The only real election drama was in Honeyville, where a rare three-way tie eventually resulted in city officials having to draw lots for two open seats. Sharon Lorimer and Dale Millsap were the lucky winners of the drawing.
• The Golden Spike District of the Boy Scouts of America held its last gathering, bidding farewell to a century of history on Thursday, Nov. 14 as local scouting groups prepare for a major reorganization of their ranks following the decision by the Church of Jesus Christ of Latter-day Saints to officially sever its ties with the scouting organization at the beginning of 2020. The Golden Spike district is merging into the larger Desert Shores District.

(Extracted records)
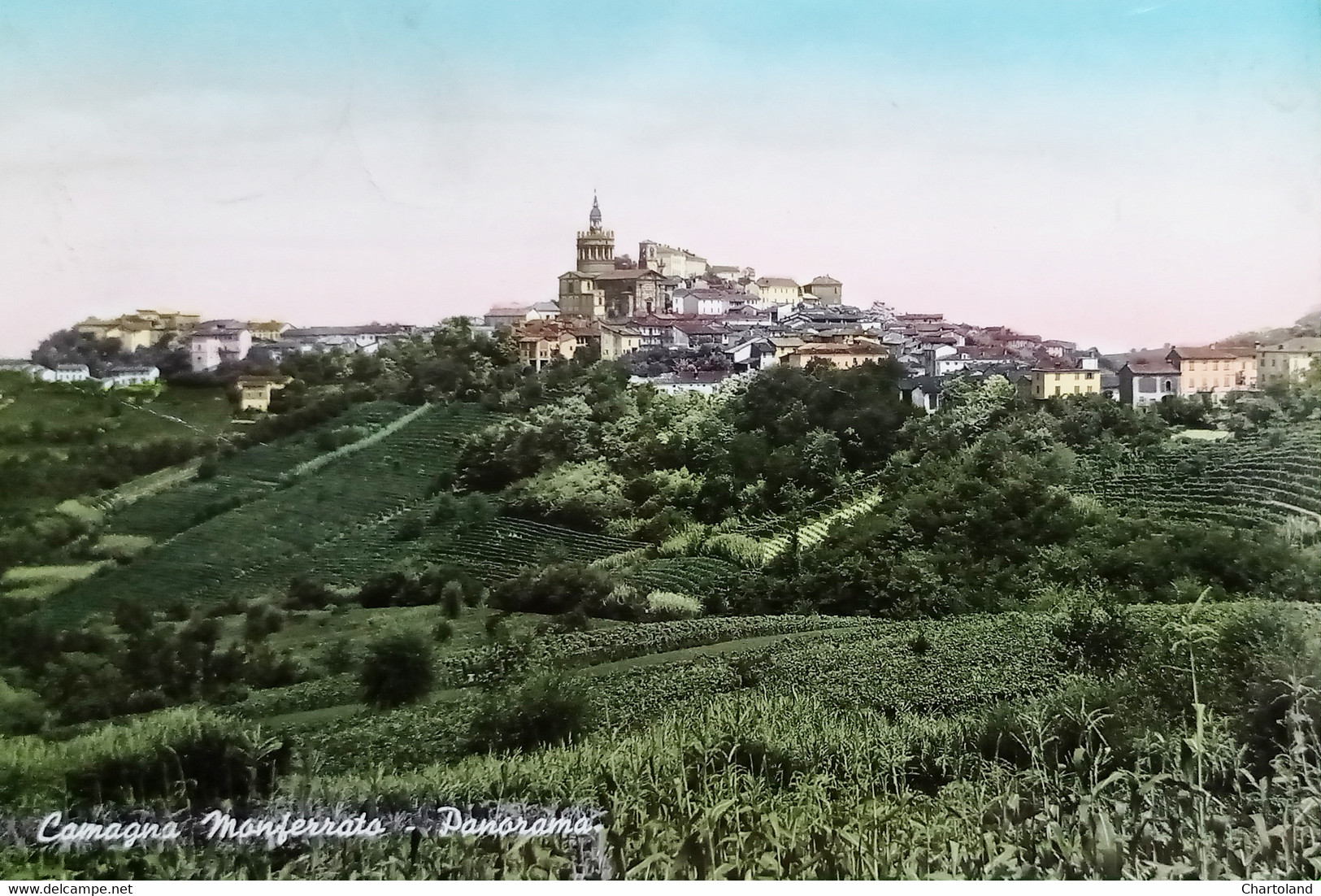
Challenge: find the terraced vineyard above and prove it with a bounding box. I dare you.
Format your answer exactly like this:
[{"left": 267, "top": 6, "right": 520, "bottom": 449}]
[
  {"left": 107, "top": 402, "right": 412, "bottom": 539},
  {"left": 409, "top": 517, "right": 647, "bottom": 581},
  {"left": 620, "top": 556, "right": 742, "bottom": 596},
  {"left": 1091, "top": 425, "right": 1321, "bottom": 524},
  {"left": 45, "top": 406, "right": 488, "bottom": 623}
]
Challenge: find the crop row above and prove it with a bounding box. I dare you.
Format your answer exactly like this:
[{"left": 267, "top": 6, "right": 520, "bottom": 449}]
[
  {"left": 108, "top": 402, "right": 410, "bottom": 538},
  {"left": 46, "top": 406, "right": 497, "bottom": 620},
  {"left": 1091, "top": 428, "right": 1321, "bottom": 524}
]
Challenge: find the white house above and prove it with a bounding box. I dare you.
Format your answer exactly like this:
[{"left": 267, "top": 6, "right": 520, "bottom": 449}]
[
  {"left": 748, "top": 277, "right": 803, "bottom": 308},
  {"left": 52, "top": 363, "right": 91, "bottom": 383},
  {"left": 101, "top": 368, "right": 161, "bottom": 389},
  {"left": 189, "top": 320, "right": 252, "bottom": 372},
  {"left": 629, "top": 370, "right": 735, "bottom": 395},
  {"left": 0, "top": 361, "right": 54, "bottom": 379}
]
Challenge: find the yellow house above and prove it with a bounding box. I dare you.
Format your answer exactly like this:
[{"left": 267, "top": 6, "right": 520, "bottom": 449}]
[
  {"left": 777, "top": 342, "right": 889, "bottom": 368},
  {"left": 1165, "top": 345, "right": 1256, "bottom": 398},
  {"left": 1032, "top": 358, "right": 1101, "bottom": 400},
  {"left": 249, "top": 320, "right": 289, "bottom": 342},
  {"left": 514, "top": 321, "right": 579, "bottom": 370},
  {"left": 1256, "top": 336, "right": 1321, "bottom": 386},
  {"left": 596, "top": 324, "right": 642, "bottom": 361},
  {"left": 238, "top": 376, "right": 289, "bottom": 412},
  {"left": 74, "top": 308, "right": 202, "bottom": 353}
]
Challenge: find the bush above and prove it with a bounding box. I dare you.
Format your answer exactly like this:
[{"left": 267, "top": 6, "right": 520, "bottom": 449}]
[
  {"left": 490, "top": 563, "right": 620, "bottom": 619},
  {"left": 243, "top": 604, "right": 284, "bottom": 641},
  {"left": 395, "top": 510, "right": 427, "bottom": 542},
  {"left": 359, "top": 632, "right": 435, "bottom": 708},
  {"left": 440, "top": 581, "right": 463, "bottom": 619},
  {"left": 0, "top": 679, "right": 46, "bottom": 735},
  {"left": 909, "top": 632, "right": 932, "bottom": 657},
  {"left": 321, "top": 634, "right": 358, "bottom": 676},
  {"left": 647, "top": 591, "right": 702, "bottom": 621},
  {"left": 467, "top": 670, "right": 592, "bottom": 750},
  {"left": 284, "top": 576, "right": 340, "bottom": 609},
  {"left": 1050, "top": 598, "right": 1140, "bottom": 672}
]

## What to do
Write the next portion of the local news roundup covering the Honeyville election and the Golden Spike District, beginning immediately after its final sentence. The records were drawn from a separate source.

## Expected answer
• Kirk Takeshi Fuchigami, Jr., one of two U.S. Army helicopter pilots killed in action on Nov. 20 when their Apache helicopter when down during a night raid in Afghanistan, was laid to rest in Brigham City. Fuchigami’s wife, McKenzie Norman Fuchigami is from Corinne, and members of the community put up a huge display of yellow ribbons and American flags in town to honor her husband’s service and welcome her home.